*Belge bölümü*.
☆ ☆ ☆ ☆ ☆ ☆ ☆

Avrupa Parlamentosu, Türkiye’deki ağır hak ihlallerini göz önünde bulundurarak katılım müzakerelerinin askıya alınması önerisini kabul etti. ABD Dışişleri Bakanlığı raporuna göre ise AKP hükümeti; infaz, gözaltında ölüm, işkence, muhalifleri tutuklama gibi pek çok ihlale imza attı
Avrupa Parlamentosu’nun (AP) Türkiye ile Avrupa Birliği (AB) arasındaki katılım müzakerelerinin askıya alınması önerisinde bulunan kararı Strasbourg’taki genel kurul oturumunda oy çokluğuyla kabul edildi. Oylamaya katılan 622 parlamenterden 370’i karar lehinde, 109’u ise karar aleyhinde oy kullandı. 143 parlamenter çekimser kaldı. Raporda ağır insan hakları ihlallerinden dolayı Türkiye ile AB arasındaki üyelik müzakerelerinin askıya alınması talep ediliyor. Avrupa Komisyonu ve Avrupa Birliği Konseyi’ne bu konuda çağrıda bulunuluyor. Avrupa Parlamentosu’nun en büyük grubu Avrupa Halk Partisi ise müzakerelerin tamamen sonlandırılması için baskı uygulamaya devam ediyor.
Hollandalı Avrupa Parlamenteri Kati Piri’nin kaleme aldığı raporda insan hakları ihlalleri, Osman Kavala ve Selahattin Demirtaş’a yönelik “keyfi tutuklamalar”, “Türk istihbarat örgütünün Diyanet İşleri Başkanlığı’nı muhaliflere baskı uygulamak için kullanması”, “160 basın kuruluşunun kapatılması”, “yolsuzluk olaylarının giderilememesi”, “Hristiyan ve Aleviler dahil olmak üzere dini azınlıkların baskı altında olması” ve “Avrupa Birliği ülkelerine yapılan iltica başvurularının tavan yapması” yer alıyor. Ayrıca OHAL’in fiilen devam ettiği, tutuklanan kişilere yönelik davaların çoğunda kesin kanıt olmadan işlem yapıldığı ifade ediliyor. Yine Türkiye’nin güneydoğusunda yaşanan “insan hakları ihlallerine barışçıl çözüm üretilmesi gerektiği” vurgulandı.
Karardaki yeni unsurlar
Kararda, müzakere sürecinin askıya alınması tavsiyesine ek olarak, iki yeni unsura daha yer veriliyor. Türkiye-AB ilişkilerinin “etkin bir ortaklık temelinde yeniden tanımlanması” isteniyor. AP, katılım müzakerelerinin başladığı 2005 yılından bu yana ilk defa bu düşünceyi bir kararına yansıtıyor. Türkiye ile AB arasındaki her türlü yeni siyasi yükümlülüğün demokrasi, hukukun üstünlüğü ve temel haklara saygı koşuluna bağlanmasını savunuyor.

☆ ☆ ☆ ☆ ☆ ☆ ☆

(İşaretleme veri seti alıntıları)
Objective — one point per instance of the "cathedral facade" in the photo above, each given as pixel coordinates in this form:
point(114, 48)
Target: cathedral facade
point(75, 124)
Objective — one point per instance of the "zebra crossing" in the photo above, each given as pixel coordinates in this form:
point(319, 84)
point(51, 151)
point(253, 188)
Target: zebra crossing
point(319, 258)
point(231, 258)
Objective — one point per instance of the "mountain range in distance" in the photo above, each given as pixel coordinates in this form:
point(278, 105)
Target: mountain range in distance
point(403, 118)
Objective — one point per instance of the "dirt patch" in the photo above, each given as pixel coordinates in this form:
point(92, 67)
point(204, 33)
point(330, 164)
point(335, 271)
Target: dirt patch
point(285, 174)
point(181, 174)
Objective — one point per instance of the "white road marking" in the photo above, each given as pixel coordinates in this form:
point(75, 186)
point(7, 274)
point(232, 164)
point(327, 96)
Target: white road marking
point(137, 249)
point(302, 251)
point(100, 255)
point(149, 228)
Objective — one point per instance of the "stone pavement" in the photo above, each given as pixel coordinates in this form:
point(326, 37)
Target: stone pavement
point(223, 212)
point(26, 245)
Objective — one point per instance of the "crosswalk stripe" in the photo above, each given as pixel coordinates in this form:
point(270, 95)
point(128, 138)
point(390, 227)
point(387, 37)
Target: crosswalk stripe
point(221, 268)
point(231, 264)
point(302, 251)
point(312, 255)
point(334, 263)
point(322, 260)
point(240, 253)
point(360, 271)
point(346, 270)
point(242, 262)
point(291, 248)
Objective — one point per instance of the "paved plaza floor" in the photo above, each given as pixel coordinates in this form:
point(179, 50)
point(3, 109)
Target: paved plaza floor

☆ ☆ ☆ ☆ ☆ ☆ ☆

*Verilen görev*. Avrupa Parlamentosu kararını anlatan yukarıdaki metne göre, oylamada kaç parlamenter karar lehinde oy kullandı?

*Tam cevap*. Oylamaya katılan 622 parlamenterden 370'i karar lehinde oy kullandı.